■ **PASSAGE**:
The Fox story, elicited by daytime America Live interviewer Megyn Kelly on June 30, was a triple bank shot of politics, law, and putative video drama. It was built around charges by conservative operative J. Christian Adams, a former Bush administration Justice Department lawyer. He argued that his successors in the Civil Rights Division were reverse racists because they refused to prosecute a voter-intimidation case based on film clips of New Black Panther Party members standing menacingly in front of a Philadelphia polling station on Election Day 2008.
Readers of Mediamatters.org learned that the charges were based on "hearsay" from a Republican activist with a history of bashing President Obama and working as a poll watcher in 2004 for President Bush. A hyperlink sent readers to Adams's June 28 Pajamas Media post, in which he deplored "the profound hostility" in the Civil Rights Division "toward a race-neutral enforcement of civil-rights laws."

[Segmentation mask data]
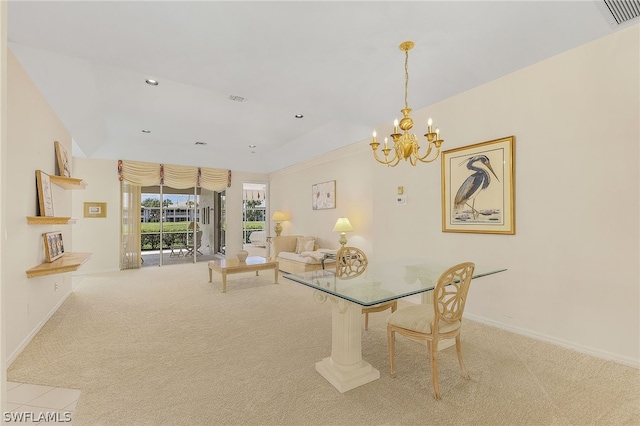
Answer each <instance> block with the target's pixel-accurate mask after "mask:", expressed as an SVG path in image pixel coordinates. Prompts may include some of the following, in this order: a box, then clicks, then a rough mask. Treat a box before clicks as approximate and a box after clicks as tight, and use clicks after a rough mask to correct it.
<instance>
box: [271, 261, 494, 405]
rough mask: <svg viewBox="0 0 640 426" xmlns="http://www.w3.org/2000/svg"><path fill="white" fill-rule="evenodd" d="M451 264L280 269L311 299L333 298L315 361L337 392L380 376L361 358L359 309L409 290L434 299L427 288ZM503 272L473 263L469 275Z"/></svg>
mask: <svg viewBox="0 0 640 426" xmlns="http://www.w3.org/2000/svg"><path fill="white" fill-rule="evenodd" d="M454 264H455V263H449V264H444V263H441V262H433V261H428V260H424V259H397V260H393V261H383V262H369V265H368V266H367V269H366V270H365V271H364V273H362V274H361V275H359V276H356V277H338V276H336V274H335V270H324V269H323V270H318V271H311V272H304V273H300V274H283V277H284V278H287V279H289V280H292V281H294V282H297V283H300V284H303V285H306V286H308V287H310V288H312V289H313V290H315V291H314V292H313V297H314V298H315V300H316V301H318V302H320V303H324V302H325V301H327V300H329V301H330V302H331V303H332V327H331V356H329V357H326V358H324V359H323V360H321V361H319V362H317V363H316V371H317V372H318V373H320V375H322V376H323V377H324V378H325V379H326V380H327V381H329V383H331V384H332V385H333V386H334V387H335V388H336V389H338V391H340V392H346V391H349V390H351V389H354V388H356V387H358V386H361V385H364V384H365V383H369V382H371V381H374V380H377V379H379V378H380V372H379V371H378V370H376V369H375V368H373V366H372V365H371V364H369V363H368V362H366V361H365V360H363V359H362V340H361V339H362V308H363V307H366V306H373V305H377V304H379V303H384V302H388V301H392V300H396V299H401V298H404V297H408V296H413V295H421V296H422V303H433V301H432V300H433V299H431V297H430V296H431V295H432V293H431V291H432V290H433V288H434V286H435V284H436V282H437V280H438V278H439V277H440V275H441V274H442V272H444V271H445V270H446V269H448V268H449V267H451V266H453V265H454ZM503 271H506V269H504V268H496V267H491V266H487V265H476V267H475V270H474V274H473V279H477V278H480V277H485V276H488V275H492V274H496V273H498V272H503Z"/></svg>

■ **YOUR TASKS**:
**a)** Which people does the passage about the Fox story mention by name?
**b)** Can you retype the passage about the Fox story, starting at "The Fox story, elicited" and ending at "Election Day 2008."?
The records stand apart from the passage about the Fox story.

■ **WRITTEN RESPONSES**:
**a)** Megyn Kelly, J. Christian Adams, President Obama, and President Bush.

**b)**
The Fox story, elicited by daytime America Live interviewer Megyn Kelly on June 30, was a triple bank shot of politics, law, and putative video drama. It was built around charges by conservative operative J. Christian Adams, a former Bush administration Justice Department lawyer. He argued that his successors in the Civil Rights Division were reverse racists because they refused to prosecute a voter-intimidation case based on film clips of New Black Panther Party members standing menacingly in front of a Philadelphia polling station on Election Day 2008.